_Problem to solve:_ Reproduce the material below word for word, keeping every line and character unchanged.

━━━━

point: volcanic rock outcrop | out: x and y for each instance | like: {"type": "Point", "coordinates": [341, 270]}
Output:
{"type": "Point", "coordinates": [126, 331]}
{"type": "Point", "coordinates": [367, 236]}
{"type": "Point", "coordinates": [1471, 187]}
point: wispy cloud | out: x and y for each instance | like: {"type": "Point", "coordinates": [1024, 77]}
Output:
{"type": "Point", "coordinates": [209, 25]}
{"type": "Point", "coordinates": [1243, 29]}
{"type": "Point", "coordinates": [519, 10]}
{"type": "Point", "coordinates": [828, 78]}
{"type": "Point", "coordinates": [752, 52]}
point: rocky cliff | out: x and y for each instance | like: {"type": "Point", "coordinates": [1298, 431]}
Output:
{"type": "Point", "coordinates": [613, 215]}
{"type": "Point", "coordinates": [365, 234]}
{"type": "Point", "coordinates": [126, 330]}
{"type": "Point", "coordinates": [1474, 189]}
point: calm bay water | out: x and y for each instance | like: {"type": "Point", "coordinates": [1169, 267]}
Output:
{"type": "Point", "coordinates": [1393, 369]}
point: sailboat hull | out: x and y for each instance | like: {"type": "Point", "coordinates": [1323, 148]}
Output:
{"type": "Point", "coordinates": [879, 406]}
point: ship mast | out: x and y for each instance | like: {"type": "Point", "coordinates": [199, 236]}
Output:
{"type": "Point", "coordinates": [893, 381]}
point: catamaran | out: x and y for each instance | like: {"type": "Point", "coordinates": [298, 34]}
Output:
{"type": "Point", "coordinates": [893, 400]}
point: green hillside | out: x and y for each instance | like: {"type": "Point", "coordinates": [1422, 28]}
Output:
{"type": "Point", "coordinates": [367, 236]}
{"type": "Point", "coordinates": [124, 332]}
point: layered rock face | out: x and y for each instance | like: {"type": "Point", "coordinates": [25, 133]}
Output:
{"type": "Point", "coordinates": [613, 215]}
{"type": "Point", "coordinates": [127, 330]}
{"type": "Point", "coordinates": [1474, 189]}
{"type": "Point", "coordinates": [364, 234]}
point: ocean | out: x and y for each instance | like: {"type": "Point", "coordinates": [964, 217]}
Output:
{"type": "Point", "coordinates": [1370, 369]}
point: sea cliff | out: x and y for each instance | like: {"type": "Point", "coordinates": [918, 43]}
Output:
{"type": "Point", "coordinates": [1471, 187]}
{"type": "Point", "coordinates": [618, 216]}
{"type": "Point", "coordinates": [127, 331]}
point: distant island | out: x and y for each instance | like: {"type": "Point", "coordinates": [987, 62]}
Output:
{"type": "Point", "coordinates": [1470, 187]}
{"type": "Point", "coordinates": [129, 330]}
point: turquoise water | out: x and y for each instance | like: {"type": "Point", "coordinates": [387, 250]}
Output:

━━━━

_Solution to the problem:_
point: volcanic rock outcrop | out: x and y for each instance | like: {"type": "Point", "coordinates": [341, 270]}
Output:
{"type": "Point", "coordinates": [126, 331]}
{"type": "Point", "coordinates": [367, 236]}
{"type": "Point", "coordinates": [1471, 187]}
point: wispy cloud | out: x and y for each instance | like: {"type": "Point", "coordinates": [1024, 77]}
Output:
{"type": "Point", "coordinates": [209, 25]}
{"type": "Point", "coordinates": [1243, 29]}
{"type": "Point", "coordinates": [519, 10]}
{"type": "Point", "coordinates": [828, 78]}
{"type": "Point", "coordinates": [752, 52]}
point: rocky cliff | out: x and y for each instance | like: {"type": "Point", "coordinates": [1298, 431]}
Output:
{"type": "Point", "coordinates": [613, 215]}
{"type": "Point", "coordinates": [365, 234]}
{"type": "Point", "coordinates": [126, 330]}
{"type": "Point", "coordinates": [1474, 189]}
point: calm bay water | out: x and y for each instance | like: {"type": "Point", "coordinates": [1169, 267]}
Output:
{"type": "Point", "coordinates": [1393, 369]}
point: sailboat hull | out: x and y for each instance | like: {"type": "Point", "coordinates": [1323, 148]}
Output:
{"type": "Point", "coordinates": [879, 406]}
point: ship mast | out: x and y for each instance | like: {"type": "Point", "coordinates": [199, 236]}
Output:
{"type": "Point", "coordinates": [893, 381]}
point: catamaran | out: x and y for each instance | like: {"type": "Point", "coordinates": [298, 34]}
Output:
{"type": "Point", "coordinates": [893, 400]}
point: green hillside | out: x and y for each instance | like: {"type": "Point", "coordinates": [1422, 28]}
Output:
{"type": "Point", "coordinates": [367, 236]}
{"type": "Point", "coordinates": [124, 332]}
point: layered rock face | out: x and y for each instance | like: {"type": "Point", "coordinates": [25, 133]}
Output:
{"type": "Point", "coordinates": [613, 215]}
{"type": "Point", "coordinates": [127, 330]}
{"type": "Point", "coordinates": [1474, 189]}
{"type": "Point", "coordinates": [364, 234]}
point: ocean | out: x and y for each instance | like: {"type": "Point", "coordinates": [964, 217]}
Output:
{"type": "Point", "coordinates": [1370, 369]}
point: sea cliff | out: x and y for each instance | like: {"type": "Point", "coordinates": [918, 43]}
Output:
{"type": "Point", "coordinates": [1471, 187]}
{"type": "Point", "coordinates": [618, 216]}
{"type": "Point", "coordinates": [127, 331]}
point: distant island | out: x and y for each instance | like: {"type": "Point", "coordinates": [987, 62]}
Output:
{"type": "Point", "coordinates": [1470, 187]}
{"type": "Point", "coordinates": [129, 330]}
point: turquoise water | out: x and y for each instance | like: {"type": "Point", "coordinates": [387, 250]}
Output:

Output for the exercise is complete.